What the exercise asks:
Across the entries that follow, work out the number of lines containing the string "flagpole", and state it alone.

Records excerpted from a collection:
┏━━
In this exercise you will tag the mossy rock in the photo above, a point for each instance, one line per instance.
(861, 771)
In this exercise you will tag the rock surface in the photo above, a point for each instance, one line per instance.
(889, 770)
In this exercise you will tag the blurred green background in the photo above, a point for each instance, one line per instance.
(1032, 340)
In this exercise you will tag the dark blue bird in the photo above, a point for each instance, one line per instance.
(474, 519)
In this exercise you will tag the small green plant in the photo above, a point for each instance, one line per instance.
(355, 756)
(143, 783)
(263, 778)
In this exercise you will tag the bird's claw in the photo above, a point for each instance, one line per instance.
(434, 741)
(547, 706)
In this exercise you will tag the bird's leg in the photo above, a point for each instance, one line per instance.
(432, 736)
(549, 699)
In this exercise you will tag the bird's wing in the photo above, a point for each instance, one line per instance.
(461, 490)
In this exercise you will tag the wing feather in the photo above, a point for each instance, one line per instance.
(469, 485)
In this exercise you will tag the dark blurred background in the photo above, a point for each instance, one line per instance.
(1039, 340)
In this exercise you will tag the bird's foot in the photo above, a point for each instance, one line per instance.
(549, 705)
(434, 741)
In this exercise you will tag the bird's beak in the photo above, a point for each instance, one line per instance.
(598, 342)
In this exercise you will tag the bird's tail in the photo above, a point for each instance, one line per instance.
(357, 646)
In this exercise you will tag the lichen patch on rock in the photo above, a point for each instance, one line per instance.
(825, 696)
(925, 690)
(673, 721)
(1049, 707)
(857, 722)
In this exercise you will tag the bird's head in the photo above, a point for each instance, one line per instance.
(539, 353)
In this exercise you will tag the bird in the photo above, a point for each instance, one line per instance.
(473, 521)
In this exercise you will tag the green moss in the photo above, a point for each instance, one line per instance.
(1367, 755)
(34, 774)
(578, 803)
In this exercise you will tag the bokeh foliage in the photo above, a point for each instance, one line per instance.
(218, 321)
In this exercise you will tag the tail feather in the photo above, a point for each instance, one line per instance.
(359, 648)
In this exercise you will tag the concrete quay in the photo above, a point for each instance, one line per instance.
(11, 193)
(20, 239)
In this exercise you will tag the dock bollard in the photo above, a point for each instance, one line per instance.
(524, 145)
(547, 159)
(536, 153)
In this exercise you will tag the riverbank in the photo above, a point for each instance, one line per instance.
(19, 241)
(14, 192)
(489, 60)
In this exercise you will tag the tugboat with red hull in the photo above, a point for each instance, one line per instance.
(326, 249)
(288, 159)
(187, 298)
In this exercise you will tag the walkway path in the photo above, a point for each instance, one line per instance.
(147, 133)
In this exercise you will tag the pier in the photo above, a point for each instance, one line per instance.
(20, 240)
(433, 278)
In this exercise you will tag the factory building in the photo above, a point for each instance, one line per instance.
┗━━
┏━━
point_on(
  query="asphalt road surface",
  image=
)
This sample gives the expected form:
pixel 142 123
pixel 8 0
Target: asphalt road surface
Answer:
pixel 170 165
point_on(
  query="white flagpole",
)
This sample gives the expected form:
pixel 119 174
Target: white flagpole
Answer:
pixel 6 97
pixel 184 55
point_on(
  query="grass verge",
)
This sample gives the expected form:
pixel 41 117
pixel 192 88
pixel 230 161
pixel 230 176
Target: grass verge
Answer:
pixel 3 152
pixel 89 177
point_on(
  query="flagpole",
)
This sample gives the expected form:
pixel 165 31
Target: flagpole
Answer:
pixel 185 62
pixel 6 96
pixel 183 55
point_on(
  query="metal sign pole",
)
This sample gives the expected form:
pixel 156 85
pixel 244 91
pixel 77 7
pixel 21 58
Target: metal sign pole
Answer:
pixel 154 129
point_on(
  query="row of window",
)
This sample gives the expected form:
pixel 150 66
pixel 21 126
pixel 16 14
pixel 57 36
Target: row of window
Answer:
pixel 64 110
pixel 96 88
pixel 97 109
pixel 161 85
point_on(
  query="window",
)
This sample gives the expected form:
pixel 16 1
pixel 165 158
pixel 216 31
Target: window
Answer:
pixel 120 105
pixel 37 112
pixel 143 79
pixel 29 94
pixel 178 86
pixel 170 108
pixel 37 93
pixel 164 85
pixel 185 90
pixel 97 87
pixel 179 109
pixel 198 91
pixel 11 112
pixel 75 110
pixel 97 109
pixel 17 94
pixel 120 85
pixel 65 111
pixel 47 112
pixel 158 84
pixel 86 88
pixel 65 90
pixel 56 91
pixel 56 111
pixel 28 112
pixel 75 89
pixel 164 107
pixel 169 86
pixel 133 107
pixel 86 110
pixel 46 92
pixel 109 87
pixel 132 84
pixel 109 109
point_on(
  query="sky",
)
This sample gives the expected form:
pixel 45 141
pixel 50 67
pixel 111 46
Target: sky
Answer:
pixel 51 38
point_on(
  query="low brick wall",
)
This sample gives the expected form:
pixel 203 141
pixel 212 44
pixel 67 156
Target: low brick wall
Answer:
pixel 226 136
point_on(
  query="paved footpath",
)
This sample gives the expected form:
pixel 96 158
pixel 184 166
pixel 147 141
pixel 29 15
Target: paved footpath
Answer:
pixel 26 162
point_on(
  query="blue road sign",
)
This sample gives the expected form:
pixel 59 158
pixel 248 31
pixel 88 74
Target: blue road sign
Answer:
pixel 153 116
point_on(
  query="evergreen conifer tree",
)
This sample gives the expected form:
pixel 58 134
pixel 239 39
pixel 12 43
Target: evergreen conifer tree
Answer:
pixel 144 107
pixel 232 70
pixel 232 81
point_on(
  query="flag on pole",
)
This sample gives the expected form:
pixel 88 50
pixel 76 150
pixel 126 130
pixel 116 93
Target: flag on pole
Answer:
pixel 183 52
┗━━
┏━━
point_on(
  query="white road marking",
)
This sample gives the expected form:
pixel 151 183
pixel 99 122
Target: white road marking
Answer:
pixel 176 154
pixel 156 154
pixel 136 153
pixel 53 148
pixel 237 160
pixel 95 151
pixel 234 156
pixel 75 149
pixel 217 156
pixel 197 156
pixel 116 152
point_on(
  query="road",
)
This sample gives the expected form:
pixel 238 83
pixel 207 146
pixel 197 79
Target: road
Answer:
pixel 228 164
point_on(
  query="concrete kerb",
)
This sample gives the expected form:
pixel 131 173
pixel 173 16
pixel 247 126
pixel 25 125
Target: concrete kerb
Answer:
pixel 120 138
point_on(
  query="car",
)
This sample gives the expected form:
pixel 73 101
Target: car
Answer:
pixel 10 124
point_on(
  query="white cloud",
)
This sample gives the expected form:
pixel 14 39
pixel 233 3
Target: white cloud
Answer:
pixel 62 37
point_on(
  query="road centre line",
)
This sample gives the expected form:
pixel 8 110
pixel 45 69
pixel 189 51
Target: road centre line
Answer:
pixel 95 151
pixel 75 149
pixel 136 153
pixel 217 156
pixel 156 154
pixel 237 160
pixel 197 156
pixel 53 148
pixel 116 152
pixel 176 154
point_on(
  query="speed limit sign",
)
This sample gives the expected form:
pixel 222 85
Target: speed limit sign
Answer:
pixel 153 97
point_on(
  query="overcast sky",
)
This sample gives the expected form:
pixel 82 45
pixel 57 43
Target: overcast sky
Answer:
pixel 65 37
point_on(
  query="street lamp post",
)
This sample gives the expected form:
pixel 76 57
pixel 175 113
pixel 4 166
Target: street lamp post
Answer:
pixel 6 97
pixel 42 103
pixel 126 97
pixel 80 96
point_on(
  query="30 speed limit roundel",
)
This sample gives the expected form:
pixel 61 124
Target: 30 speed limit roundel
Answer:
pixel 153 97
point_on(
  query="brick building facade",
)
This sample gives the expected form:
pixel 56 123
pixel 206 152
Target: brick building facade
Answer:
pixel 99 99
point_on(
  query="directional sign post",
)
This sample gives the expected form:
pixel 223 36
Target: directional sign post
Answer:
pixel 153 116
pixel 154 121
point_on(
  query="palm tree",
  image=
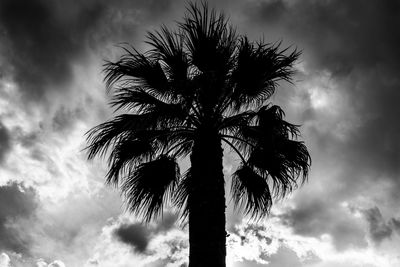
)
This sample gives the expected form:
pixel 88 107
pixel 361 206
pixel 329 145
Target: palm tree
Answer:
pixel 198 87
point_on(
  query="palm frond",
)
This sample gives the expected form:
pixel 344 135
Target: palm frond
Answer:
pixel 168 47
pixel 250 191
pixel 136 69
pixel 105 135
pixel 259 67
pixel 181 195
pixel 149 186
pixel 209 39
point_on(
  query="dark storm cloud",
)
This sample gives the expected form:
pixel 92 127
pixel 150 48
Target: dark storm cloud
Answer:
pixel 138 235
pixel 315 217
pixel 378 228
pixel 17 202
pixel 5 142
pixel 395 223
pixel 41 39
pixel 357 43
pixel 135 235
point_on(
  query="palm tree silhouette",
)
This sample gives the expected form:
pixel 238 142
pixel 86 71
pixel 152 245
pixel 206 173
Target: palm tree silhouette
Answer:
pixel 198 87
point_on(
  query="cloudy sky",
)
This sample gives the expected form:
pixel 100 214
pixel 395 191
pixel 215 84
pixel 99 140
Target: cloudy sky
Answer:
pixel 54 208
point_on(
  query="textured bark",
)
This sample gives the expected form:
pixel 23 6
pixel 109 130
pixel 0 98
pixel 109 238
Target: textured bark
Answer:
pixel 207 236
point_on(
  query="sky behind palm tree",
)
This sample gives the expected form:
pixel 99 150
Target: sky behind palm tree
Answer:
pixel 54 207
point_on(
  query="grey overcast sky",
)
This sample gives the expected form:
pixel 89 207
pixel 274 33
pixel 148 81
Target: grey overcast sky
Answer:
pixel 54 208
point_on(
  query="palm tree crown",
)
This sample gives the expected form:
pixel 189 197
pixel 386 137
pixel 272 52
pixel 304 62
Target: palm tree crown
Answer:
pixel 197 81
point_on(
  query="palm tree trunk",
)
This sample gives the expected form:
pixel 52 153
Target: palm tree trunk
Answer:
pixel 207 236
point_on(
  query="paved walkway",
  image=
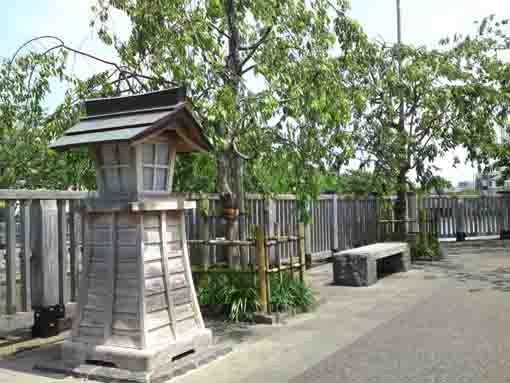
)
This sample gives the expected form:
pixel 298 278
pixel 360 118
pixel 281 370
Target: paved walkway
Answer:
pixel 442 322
┗━━
Result for this exercise:
4